══ MATERIAL FOR THIS TASK ══

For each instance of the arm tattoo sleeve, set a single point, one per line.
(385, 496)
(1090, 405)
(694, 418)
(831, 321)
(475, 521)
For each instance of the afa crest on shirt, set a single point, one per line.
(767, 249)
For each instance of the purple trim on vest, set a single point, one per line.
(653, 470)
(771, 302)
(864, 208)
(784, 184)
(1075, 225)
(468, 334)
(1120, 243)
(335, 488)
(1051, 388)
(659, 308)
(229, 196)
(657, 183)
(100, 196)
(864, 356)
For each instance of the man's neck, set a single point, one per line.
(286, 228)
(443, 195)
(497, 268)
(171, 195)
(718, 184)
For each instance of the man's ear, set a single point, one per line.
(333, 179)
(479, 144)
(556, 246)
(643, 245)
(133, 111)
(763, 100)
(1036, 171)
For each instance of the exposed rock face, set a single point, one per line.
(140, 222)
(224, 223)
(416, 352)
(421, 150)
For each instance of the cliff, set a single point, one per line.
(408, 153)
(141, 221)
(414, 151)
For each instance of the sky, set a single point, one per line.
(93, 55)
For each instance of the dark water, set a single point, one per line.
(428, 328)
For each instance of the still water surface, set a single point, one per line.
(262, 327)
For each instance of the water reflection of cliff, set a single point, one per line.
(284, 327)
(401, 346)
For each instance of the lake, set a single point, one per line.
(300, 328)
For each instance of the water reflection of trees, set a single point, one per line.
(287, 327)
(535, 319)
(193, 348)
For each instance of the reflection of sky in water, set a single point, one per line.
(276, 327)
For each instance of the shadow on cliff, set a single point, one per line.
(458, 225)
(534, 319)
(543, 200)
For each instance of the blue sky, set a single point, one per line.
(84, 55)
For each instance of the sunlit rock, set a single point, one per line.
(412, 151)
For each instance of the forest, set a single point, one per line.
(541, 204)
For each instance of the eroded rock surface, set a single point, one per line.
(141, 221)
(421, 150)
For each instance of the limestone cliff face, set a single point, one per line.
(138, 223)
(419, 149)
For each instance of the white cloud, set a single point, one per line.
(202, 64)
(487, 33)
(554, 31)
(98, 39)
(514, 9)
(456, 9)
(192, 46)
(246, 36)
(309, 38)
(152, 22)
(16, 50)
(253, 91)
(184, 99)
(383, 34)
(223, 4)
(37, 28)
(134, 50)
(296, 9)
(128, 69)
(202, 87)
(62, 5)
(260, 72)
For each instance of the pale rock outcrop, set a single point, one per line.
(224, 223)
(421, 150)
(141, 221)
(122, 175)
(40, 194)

═══
══ MATERIAL FOR THIS TASK ══

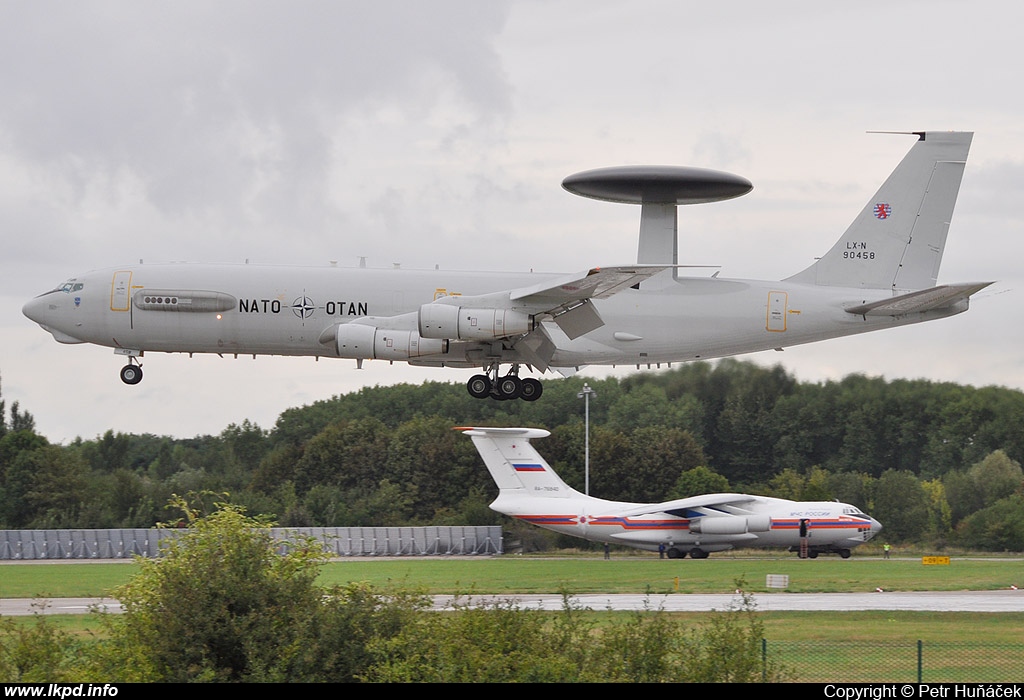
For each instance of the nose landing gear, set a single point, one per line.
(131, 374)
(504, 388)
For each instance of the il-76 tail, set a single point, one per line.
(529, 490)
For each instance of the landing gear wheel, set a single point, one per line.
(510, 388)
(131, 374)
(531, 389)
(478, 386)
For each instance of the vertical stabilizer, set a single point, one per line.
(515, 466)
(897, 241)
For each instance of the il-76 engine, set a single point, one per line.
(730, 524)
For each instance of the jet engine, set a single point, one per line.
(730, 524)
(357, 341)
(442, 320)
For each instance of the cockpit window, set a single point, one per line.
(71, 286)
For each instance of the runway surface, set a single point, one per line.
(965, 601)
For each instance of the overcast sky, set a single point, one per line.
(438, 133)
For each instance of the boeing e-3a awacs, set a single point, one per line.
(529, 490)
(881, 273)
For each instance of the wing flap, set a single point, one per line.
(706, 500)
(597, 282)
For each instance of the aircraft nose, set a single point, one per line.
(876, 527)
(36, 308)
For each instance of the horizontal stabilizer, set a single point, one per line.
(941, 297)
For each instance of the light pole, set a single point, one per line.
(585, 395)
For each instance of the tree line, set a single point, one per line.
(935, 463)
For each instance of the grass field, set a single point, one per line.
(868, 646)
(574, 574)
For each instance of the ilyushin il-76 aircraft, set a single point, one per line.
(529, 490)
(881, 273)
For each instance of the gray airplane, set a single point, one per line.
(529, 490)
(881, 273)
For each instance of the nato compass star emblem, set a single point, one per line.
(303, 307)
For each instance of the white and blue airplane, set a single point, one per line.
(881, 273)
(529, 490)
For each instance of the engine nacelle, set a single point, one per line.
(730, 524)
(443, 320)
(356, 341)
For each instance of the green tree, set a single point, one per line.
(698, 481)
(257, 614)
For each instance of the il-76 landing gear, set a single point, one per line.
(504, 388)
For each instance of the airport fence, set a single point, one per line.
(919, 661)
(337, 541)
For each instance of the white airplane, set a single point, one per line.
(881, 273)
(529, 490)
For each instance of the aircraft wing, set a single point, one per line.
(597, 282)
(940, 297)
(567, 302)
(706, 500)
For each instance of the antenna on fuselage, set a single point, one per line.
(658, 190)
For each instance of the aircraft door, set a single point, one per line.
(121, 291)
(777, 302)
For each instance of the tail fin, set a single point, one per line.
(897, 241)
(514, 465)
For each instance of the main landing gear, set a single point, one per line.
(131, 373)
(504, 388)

═══

WHAT NEEDS TO BE DONE:
Pull out every line of the records above that contains the string "wing", and copy each one in full. Matching is case-sensitive.

REPLY TO THE TASK:
For each instance of the wing flap, set a single point, one per line.
For each instance of the aircraft wing, set a single point, one per line.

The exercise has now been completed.